--- Data to examine Enclosed Below ---

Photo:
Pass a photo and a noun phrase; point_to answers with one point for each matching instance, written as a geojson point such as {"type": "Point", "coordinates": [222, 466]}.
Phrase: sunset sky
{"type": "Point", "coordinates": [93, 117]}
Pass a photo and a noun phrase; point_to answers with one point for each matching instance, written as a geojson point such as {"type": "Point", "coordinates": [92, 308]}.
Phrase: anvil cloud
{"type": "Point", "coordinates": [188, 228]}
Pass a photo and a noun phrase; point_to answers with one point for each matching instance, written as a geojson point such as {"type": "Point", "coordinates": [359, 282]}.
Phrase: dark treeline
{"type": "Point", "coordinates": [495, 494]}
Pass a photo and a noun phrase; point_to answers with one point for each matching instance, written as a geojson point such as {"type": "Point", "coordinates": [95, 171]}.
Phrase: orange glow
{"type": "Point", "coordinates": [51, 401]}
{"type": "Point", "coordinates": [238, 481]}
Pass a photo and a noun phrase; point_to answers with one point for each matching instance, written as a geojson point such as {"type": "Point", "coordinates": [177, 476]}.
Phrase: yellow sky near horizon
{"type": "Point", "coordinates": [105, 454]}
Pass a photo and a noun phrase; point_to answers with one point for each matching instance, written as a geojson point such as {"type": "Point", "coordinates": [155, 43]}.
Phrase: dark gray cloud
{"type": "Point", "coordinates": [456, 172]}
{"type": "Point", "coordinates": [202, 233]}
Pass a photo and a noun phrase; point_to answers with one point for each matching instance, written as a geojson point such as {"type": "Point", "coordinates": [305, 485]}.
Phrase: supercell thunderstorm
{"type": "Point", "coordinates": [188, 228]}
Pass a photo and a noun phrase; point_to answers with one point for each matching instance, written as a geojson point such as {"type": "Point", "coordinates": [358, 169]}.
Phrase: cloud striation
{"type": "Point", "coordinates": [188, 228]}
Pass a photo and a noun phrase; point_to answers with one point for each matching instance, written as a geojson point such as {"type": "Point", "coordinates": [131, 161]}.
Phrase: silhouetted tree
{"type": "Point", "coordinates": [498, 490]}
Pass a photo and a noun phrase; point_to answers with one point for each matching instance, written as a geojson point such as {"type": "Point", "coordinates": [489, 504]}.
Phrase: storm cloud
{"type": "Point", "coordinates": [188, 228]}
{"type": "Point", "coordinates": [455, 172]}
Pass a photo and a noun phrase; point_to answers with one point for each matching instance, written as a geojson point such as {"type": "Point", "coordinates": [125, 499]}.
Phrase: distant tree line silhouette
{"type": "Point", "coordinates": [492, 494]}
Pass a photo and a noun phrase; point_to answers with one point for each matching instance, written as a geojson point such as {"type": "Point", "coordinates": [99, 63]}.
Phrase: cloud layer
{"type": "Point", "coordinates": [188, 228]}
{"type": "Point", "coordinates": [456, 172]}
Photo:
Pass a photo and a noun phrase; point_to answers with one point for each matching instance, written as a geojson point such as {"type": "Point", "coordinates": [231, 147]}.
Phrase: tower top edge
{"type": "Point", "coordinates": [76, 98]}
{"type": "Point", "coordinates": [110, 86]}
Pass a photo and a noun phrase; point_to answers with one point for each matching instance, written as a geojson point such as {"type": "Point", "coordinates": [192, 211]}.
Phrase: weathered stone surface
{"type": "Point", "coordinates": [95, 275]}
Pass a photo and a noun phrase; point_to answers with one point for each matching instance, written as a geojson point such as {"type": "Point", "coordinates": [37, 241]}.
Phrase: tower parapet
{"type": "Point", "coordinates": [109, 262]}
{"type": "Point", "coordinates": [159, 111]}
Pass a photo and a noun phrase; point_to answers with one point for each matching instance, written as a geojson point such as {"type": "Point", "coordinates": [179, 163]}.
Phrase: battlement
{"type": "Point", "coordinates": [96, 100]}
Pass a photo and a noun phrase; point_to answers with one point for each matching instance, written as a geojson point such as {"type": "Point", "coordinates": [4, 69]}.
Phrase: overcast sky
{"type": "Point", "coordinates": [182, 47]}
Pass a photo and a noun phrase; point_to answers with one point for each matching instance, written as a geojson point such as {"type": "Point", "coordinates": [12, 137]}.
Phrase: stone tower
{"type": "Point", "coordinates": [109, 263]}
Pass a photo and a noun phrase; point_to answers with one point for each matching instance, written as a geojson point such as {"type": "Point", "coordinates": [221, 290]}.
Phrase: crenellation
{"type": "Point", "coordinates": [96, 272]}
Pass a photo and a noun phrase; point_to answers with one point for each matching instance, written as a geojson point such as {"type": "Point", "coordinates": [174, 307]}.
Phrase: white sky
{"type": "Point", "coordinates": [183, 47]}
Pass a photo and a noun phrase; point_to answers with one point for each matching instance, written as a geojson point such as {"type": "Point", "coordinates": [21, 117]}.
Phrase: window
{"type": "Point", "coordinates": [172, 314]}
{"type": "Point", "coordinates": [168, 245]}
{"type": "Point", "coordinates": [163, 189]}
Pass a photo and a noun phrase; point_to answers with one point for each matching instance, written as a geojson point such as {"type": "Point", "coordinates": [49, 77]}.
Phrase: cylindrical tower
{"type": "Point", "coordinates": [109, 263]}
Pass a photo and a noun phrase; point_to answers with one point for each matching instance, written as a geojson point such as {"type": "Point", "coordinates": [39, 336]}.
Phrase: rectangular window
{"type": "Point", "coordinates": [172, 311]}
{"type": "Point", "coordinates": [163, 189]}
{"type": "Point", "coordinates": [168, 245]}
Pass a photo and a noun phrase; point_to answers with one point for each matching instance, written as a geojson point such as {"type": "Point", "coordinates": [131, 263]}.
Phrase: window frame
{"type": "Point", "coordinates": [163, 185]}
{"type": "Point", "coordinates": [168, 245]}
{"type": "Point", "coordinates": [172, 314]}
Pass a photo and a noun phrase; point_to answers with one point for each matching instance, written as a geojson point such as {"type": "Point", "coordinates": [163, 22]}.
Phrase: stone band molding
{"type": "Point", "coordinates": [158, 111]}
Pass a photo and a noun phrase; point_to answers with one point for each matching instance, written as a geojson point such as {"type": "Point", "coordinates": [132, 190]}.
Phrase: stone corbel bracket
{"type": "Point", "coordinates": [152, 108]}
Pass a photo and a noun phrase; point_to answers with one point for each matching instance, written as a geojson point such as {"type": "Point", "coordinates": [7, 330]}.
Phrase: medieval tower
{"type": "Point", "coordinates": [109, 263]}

--- End of Enclosed Data to examine ---

- **How to complete this task**
The entries listed above are to be output exactly. Leave none out.

- **Solution below**
Photo:
Pass a photo and a noun phrase; point_to answers with one point for each matching instance, written as a geojson point such as {"type": "Point", "coordinates": [222, 466]}.
Phrase: sunset sky
{"type": "Point", "coordinates": [93, 117]}
Pass a photo and a noun phrase; point_to answers with one point for each matching instance, written as a geojson point such as {"type": "Point", "coordinates": [92, 308]}.
Phrase: anvil cloud
{"type": "Point", "coordinates": [188, 228]}
Pass a photo and a noun phrase; point_to answers with one point for each matching instance, written as a geojson point such as {"type": "Point", "coordinates": [359, 282]}.
Phrase: dark treeline
{"type": "Point", "coordinates": [495, 494]}
Pass a photo and a noun phrase; point_to answers with one point for each matching instance, written as a geojson point such as {"type": "Point", "coordinates": [95, 171]}.
Phrase: orange glow
{"type": "Point", "coordinates": [51, 401]}
{"type": "Point", "coordinates": [238, 481]}
Pass a photo and a noun phrase; point_to answers with one point for each matching instance, written as a geojson point such as {"type": "Point", "coordinates": [177, 476]}.
Phrase: yellow sky near horizon
{"type": "Point", "coordinates": [105, 454]}
Pass a photo and a noun phrase; point_to answers with one point for each matching instance, written as a geojson point such as {"type": "Point", "coordinates": [155, 43]}.
Phrase: dark gray cloud
{"type": "Point", "coordinates": [456, 172]}
{"type": "Point", "coordinates": [202, 233]}
Pass a photo and a noun phrase; point_to answers with one point for each matching instance, written as a geojson point such as {"type": "Point", "coordinates": [305, 485]}.
Phrase: supercell thunderstorm
{"type": "Point", "coordinates": [188, 228]}
Pass a photo and a noun phrase; point_to answers with one point for each matching instance, written as a geojson point such as {"type": "Point", "coordinates": [358, 169]}.
Phrase: cloud striation
{"type": "Point", "coordinates": [188, 228]}
Pass a photo and a noun phrase; point_to answers with one point for each matching instance, written as a geojson point such as {"type": "Point", "coordinates": [131, 161]}.
Phrase: silhouetted tree
{"type": "Point", "coordinates": [498, 490]}
Pass a photo and a noun phrase; point_to answers with one point for each matching instance, written as a geojson point such as {"type": "Point", "coordinates": [489, 504]}.
Phrase: storm cloud
{"type": "Point", "coordinates": [188, 228]}
{"type": "Point", "coordinates": [455, 172]}
Pass a photo and a noun phrase; point_to answers with one point for each matching instance, written as a geojson point such as {"type": "Point", "coordinates": [125, 499]}.
Phrase: distant tree line silhouette
{"type": "Point", "coordinates": [492, 494]}
Pass a photo and a noun phrase; point_to answers with one point for each matching instance, written as a geojson point such as {"type": "Point", "coordinates": [99, 63]}.
Phrase: cloud layer
{"type": "Point", "coordinates": [188, 228]}
{"type": "Point", "coordinates": [456, 172]}
Photo:
Pass a photo and a noun phrase; point_to answers with one point for each matching instance, written as a geojson point such as {"type": "Point", "coordinates": [231, 147]}.
Phrase: tower top edge
{"type": "Point", "coordinates": [76, 98]}
{"type": "Point", "coordinates": [110, 86]}
Pass a photo and a noun phrase; point_to answers with one point for each matching instance, written as a geojson point such as {"type": "Point", "coordinates": [192, 211]}.
Phrase: weathered stone surface
{"type": "Point", "coordinates": [95, 275]}
Pass a photo and a noun phrase; point_to answers with one point for each matching instance, written as a geojson point such as {"type": "Point", "coordinates": [37, 241]}.
Phrase: tower parapet
{"type": "Point", "coordinates": [109, 262]}
{"type": "Point", "coordinates": [159, 111]}
Pass a photo and a noun phrase; point_to answers with one point for each matching instance, written as a geojson point such as {"type": "Point", "coordinates": [179, 163]}.
Phrase: battlement
{"type": "Point", "coordinates": [96, 100]}
Pass a photo and a noun phrase; point_to answers with one point for each matching instance, written as a geojson point such as {"type": "Point", "coordinates": [4, 69]}.
Phrase: overcast sky
{"type": "Point", "coordinates": [182, 47]}
Pass a photo and a noun phrase; point_to answers with one point for each matching instance, written as a geojson point such as {"type": "Point", "coordinates": [12, 137]}.
Phrase: stone tower
{"type": "Point", "coordinates": [109, 263]}
Pass a photo and a noun phrase; point_to answers with one point for each matching instance, written as a geojson point such as {"type": "Point", "coordinates": [221, 290]}.
Phrase: crenellation
{"type": "Point", "coordinates": [96, 272]}
Pass a photo and a noun phrase; point_to answers with one point for each matching instance, written as a geojson point such as {"type": "Point", "coordinates": [174, 307]}.
Phrase: white sky
{"type": "Point", "coordinates": [183, 47]}
Pass a photo and a noun phrase; point_to answers with one point for each matching instance, written as a geojson point such as {"type": "Point", "coordinates": [21, 117]}.
Phrase: window
{"type": "Point", "coordinates": [172, 314]}
{"type": "Point", "coordinates": [168, 245]}
{"type": "Point", "coordinates": [163, 189]}
Pass a photo and a noun phrase; point_to answers with one point for each matching instance, written as a geojson point such as {"type": "Point", "coordinates": [49, 77]}.
Phrase: cylindrical tower
{"type": "Point", "coordinates": [109, 263]}
Pass a photo and a noun phrase; point_to answers with one point for each matching instance, written as a geojson point such as {"type": "Point", "coordinates": [39, 336]}.
Phrase: rectangular window
{"type": "Point", "coordinates": [172, 311]}
{"type": "Point", "coordinates": [163, 189]}
{"type": "Point", "coordinates": [168, 245]}
Pass a photo and a noun phrase; point_to answers with one point for each matching instance, written as a geojson point such as {"type": "Point", "coordinates": [131, 263]}.
Phrase: window frame
{"type": "Point", "coordinates": [163, 185]}
{"type": "Point", "coordinates": [168, 245]}
{"type": "Point", "coordinates": [172, 314]}
Pass a photo and a noun phrase; point_to answers with one point for each matching instance, written as a geojson point such as {"type": "Point", "coordinates": [163, 22]}.
Phrase: stone band molding
{"type": "Point", "coordinates": [158, 111]}
Pass a photo and a noun phrase; point_to answers with one point for each matching instance, written as a geojson point such as {"type": "Point", "coordinates": [132, 190]}.
Phrase: stone corbel bracket
{"type": "Point", "coordinates": [152, 108]}
Pass a photo and a noun phrase; point_to answers with one point for each matching instance, written as a geojson point such as {"type": "Point", "coordinates": [7, 330]}.
Phrase: medieval tower
{"type": "Point", "coordinates": [109, 263]}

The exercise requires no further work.